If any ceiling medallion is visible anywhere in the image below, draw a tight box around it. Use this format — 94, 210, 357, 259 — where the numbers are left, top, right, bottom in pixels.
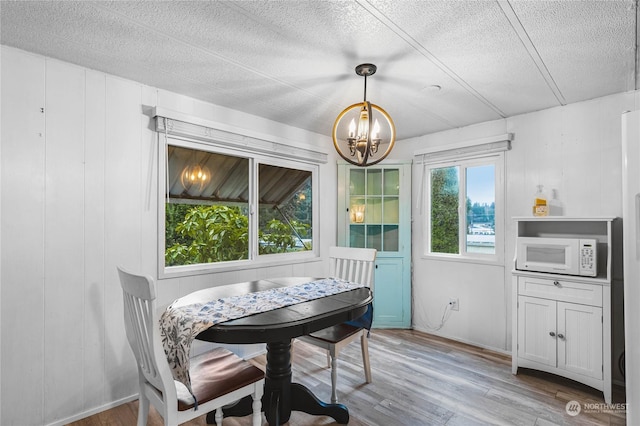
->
332, 64, 396, 167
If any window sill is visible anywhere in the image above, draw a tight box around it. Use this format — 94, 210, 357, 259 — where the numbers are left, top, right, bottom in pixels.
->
158, 251, 322, 279
420, 254, 504, 267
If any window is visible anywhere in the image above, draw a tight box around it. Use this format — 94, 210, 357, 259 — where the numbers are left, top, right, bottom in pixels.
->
425, 154, 503, 260
161, 138, 318, 272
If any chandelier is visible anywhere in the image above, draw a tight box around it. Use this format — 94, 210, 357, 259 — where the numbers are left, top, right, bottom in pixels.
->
180, 164, 211, 195
332, 64, 396, 167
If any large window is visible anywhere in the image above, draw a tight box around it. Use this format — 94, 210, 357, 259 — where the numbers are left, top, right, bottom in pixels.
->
425, 155, 502, 260
161, 138, 317, 272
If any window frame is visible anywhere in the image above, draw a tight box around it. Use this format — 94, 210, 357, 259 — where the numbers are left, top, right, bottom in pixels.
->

*What you have to do*
Copy all the records above exactly, but leave out the pictures.

*Task solution*
If any ceiling medallion is visible anywhere in the image below, draw a tight box around it. Use this format — 94, 210, 357, 259 — where the numbers are left, top, right, bottom in pixels.
->
332, 64, 396, 167
If any window sill is visible anywhere in the image above, draw a tight box around it. Use this format — 94, 210, 357, 259 — where the numbers are left, top, right, bottom in pixels.
->
158, 251, 322, 279
420, 254, 504, 267
If any window is visible anywhere in the image above, draw a tight box around it. Use this format — 94, 210, 357, 259 — where the numbers are left, top, right, bottom in pixels.
->
425, 154, 503, 260
161, 138, 318, 272
If any chandelier is visible anywhere in the image above, draw a tight box around it. Use this format — 94, 210, 357, 259 — where the numbers are left, top, right, bottom in pixels.
->
180, 164, 211, 195
332, 64, 396, 167
If any large window is visible anywhere in the image above, draw a tight box around it. Use this format — 94, 210, 357, 259 — where the numbers are left, top, right, bottom in pixels.
->
425, 155, 502, 260
161, 138, 317, 272
If any window frame is visible anywhere in the image above, draw a tight box around it. Use this format — 94, 210, 357, 259 — where the numbers are left, top, right, bottom in pixels.
->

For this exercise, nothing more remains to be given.